:: TASK INSTRUCTIONS ::
In the material below, change "marker" to "dot" and leave everything else as it is. Don't include the pictures in your answer.

(Dataset records on where objects are located)
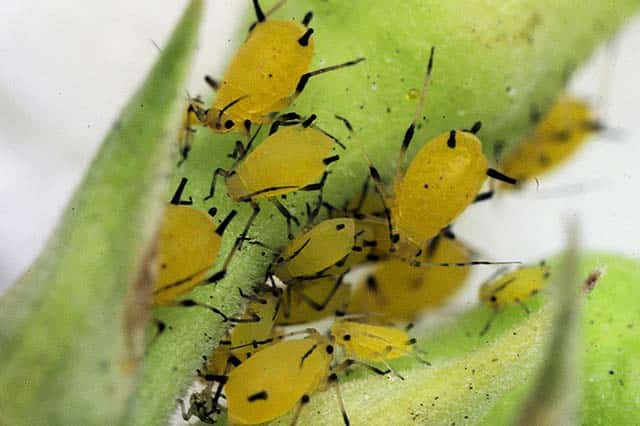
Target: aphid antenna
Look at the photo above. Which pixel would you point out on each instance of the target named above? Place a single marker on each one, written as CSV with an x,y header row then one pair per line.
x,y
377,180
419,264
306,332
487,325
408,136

:: RESPONSE TO THIS EXERCISE ::
Target: aphid antenna
Look at the photo above. Which pixel would you point out on each instance of the target named above? Place a single dot on each one, written as CSV with an x,y header row then one pair per line.
x,y
377,180
419,264
306,332
487,325
408,136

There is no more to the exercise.